• PROBLEM DESCRIPTION:
Records follow. Select each line holding "every".

DATA SUPPLIED START

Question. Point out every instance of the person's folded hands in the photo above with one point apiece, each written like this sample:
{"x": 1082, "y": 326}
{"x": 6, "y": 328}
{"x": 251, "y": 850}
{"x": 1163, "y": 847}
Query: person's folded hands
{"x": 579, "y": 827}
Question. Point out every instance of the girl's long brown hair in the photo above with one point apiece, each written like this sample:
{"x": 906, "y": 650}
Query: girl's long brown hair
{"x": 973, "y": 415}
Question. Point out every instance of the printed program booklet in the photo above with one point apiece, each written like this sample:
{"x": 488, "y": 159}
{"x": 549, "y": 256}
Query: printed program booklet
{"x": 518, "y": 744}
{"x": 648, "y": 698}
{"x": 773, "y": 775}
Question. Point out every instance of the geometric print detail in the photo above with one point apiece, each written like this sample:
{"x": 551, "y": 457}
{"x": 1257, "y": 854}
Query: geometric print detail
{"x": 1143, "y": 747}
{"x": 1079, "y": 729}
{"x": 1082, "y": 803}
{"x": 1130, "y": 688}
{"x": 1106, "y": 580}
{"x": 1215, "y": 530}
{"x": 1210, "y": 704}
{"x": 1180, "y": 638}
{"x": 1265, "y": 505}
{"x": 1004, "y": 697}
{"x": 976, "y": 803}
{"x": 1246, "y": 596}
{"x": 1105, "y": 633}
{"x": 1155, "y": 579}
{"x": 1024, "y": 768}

DATA SUPPLIED END

• RESULT OF THE EXERCISE:
Question. Point out every instance of the person's folded hands in the photo above with one point apiece, each written like this sample:
Question. Point out every instance of the girl's long brown hair in the photo above with one point apiece, each written like this sample:
Question. Point out every instance of the printed program booklet in the photo above with one point apiece, each written like this sample:
Question. Point out every instance of the geometric print detail in the photo above with one point apiece, each written like this sample:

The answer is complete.